* Task details *
Count the lines of the records below that contain the string "vineyard". Give only the number.

* Input data *
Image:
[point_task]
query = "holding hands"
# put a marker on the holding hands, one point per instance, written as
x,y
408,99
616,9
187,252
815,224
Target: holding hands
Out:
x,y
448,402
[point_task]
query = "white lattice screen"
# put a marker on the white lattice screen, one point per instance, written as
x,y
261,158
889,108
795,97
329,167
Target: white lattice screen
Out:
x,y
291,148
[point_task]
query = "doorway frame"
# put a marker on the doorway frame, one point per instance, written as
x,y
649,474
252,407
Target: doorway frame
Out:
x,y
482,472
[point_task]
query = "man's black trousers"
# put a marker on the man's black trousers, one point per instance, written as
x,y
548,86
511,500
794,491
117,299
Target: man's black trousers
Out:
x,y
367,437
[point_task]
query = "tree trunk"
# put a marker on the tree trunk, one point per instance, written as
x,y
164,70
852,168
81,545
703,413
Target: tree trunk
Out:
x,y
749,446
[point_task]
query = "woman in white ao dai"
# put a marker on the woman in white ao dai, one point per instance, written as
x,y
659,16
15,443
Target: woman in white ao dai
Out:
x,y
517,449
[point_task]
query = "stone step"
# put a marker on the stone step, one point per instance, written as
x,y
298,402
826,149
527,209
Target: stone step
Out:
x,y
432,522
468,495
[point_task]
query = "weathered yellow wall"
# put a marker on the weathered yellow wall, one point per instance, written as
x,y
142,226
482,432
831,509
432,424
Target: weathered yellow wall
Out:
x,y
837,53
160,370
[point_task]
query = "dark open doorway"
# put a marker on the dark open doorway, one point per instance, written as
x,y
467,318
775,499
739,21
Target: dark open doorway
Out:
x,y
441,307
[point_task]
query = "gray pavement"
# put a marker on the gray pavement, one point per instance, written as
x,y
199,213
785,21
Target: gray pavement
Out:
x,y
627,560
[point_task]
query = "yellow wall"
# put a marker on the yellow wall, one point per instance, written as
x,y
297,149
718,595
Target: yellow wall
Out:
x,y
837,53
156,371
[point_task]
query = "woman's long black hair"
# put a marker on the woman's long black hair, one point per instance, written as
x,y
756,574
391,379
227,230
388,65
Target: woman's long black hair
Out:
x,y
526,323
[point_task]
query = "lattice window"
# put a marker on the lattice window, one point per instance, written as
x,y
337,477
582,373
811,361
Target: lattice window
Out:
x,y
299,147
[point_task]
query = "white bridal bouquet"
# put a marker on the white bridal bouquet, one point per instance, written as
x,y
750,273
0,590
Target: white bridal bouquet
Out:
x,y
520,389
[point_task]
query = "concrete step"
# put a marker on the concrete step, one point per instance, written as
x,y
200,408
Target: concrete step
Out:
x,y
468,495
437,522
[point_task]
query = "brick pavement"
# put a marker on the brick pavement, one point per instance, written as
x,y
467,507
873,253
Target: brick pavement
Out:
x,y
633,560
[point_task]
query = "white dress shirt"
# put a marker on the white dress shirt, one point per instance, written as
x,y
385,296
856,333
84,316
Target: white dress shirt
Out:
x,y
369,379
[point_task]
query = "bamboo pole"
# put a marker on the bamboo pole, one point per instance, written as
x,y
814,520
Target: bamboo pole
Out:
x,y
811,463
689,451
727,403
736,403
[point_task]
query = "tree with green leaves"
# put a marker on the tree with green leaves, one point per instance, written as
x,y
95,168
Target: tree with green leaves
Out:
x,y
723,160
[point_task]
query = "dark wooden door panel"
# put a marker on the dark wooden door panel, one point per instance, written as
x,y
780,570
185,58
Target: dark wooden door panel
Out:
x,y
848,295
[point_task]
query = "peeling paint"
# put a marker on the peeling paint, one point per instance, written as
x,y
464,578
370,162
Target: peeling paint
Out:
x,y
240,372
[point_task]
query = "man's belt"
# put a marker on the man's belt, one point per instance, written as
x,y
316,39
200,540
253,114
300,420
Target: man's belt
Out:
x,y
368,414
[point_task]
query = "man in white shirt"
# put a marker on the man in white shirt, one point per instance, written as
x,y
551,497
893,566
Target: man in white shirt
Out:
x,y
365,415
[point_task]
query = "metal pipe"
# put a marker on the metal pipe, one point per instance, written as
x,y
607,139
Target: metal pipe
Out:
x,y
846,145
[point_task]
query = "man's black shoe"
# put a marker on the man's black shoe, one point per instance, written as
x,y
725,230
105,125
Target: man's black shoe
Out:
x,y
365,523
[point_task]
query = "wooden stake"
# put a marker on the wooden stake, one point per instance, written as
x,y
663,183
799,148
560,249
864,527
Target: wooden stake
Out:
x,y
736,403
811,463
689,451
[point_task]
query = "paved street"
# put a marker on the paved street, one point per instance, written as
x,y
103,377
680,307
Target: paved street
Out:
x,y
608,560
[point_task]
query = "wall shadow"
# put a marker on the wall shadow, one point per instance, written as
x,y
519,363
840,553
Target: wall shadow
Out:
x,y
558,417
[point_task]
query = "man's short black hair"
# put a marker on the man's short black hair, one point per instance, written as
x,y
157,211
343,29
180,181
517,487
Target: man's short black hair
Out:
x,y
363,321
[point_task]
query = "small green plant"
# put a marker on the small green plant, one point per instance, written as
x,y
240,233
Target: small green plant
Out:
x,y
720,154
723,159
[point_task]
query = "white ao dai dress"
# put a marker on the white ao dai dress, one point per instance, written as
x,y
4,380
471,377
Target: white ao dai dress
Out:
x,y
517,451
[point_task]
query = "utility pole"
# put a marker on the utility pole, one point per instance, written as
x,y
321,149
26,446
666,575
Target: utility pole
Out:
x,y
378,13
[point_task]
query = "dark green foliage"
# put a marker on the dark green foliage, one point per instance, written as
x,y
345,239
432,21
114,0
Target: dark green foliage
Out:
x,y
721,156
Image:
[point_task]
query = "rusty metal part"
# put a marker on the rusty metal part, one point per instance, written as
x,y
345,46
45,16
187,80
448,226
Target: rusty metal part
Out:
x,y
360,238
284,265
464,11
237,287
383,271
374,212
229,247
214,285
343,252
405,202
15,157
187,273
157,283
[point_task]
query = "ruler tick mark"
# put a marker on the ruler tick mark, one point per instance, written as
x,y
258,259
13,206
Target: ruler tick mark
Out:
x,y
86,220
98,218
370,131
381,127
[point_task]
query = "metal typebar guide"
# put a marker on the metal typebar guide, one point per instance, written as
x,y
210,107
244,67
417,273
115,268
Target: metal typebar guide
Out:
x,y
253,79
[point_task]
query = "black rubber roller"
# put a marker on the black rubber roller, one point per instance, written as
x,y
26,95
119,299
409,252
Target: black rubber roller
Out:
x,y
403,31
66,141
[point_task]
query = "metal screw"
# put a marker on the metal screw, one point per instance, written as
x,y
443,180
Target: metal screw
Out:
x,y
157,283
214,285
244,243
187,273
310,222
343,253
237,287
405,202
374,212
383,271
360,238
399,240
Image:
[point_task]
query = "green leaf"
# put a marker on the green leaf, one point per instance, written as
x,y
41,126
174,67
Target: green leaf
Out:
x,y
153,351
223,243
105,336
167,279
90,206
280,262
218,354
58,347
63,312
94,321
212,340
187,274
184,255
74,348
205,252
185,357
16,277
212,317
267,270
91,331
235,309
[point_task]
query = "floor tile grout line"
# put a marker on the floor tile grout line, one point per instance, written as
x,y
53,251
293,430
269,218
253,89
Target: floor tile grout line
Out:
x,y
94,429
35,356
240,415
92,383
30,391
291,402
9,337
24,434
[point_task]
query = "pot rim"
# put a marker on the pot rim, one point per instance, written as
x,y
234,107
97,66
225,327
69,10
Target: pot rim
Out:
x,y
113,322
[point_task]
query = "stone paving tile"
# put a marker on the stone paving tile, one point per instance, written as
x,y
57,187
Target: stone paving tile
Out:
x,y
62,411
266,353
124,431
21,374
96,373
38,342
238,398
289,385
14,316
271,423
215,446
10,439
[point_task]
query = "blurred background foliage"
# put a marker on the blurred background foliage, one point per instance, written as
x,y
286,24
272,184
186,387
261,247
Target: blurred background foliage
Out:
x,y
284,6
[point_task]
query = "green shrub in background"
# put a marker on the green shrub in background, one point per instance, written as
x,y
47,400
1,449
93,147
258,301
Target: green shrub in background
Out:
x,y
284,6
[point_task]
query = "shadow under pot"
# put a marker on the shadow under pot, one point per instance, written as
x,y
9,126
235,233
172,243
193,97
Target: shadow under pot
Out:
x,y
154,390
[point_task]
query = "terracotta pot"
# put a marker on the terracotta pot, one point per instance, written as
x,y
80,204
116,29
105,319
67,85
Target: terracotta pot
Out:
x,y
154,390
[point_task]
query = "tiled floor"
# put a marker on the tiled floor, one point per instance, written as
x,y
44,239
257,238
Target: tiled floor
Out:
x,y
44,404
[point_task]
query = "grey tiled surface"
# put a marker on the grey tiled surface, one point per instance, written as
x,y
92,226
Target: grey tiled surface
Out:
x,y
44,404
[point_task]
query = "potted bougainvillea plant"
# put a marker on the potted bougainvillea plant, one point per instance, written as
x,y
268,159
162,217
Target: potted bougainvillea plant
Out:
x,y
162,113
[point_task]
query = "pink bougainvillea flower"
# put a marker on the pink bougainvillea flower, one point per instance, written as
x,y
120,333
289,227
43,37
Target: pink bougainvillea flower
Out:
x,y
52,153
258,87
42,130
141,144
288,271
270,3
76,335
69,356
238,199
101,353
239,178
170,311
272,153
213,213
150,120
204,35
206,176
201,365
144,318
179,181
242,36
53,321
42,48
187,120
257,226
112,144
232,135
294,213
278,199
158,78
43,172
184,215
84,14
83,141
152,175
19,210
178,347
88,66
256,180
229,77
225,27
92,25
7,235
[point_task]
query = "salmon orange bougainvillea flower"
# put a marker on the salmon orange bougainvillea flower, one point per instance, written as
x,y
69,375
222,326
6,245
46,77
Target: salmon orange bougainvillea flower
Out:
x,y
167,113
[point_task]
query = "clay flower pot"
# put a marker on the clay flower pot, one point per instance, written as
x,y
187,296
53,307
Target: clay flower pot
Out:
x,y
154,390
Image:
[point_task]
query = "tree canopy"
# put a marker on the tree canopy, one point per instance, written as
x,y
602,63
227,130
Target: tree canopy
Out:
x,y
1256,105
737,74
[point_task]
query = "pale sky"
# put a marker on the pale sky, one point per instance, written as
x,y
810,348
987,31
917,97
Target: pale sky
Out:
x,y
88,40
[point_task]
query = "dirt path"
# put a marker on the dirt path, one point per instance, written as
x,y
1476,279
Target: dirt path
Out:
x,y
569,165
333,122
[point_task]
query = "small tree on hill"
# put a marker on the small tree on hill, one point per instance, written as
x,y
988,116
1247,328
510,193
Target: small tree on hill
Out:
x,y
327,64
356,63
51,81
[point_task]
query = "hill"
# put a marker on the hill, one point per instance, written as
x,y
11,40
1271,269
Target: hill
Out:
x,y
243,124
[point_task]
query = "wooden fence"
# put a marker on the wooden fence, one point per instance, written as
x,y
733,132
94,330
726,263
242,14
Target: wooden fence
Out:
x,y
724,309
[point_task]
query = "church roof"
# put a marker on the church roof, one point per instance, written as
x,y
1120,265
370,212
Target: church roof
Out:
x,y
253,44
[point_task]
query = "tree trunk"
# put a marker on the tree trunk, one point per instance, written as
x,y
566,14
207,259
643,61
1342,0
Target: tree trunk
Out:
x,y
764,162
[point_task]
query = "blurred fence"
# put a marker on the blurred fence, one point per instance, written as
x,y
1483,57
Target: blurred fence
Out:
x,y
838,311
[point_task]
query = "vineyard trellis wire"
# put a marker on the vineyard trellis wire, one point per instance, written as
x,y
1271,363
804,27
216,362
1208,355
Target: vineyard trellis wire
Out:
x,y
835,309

* Correct output *
3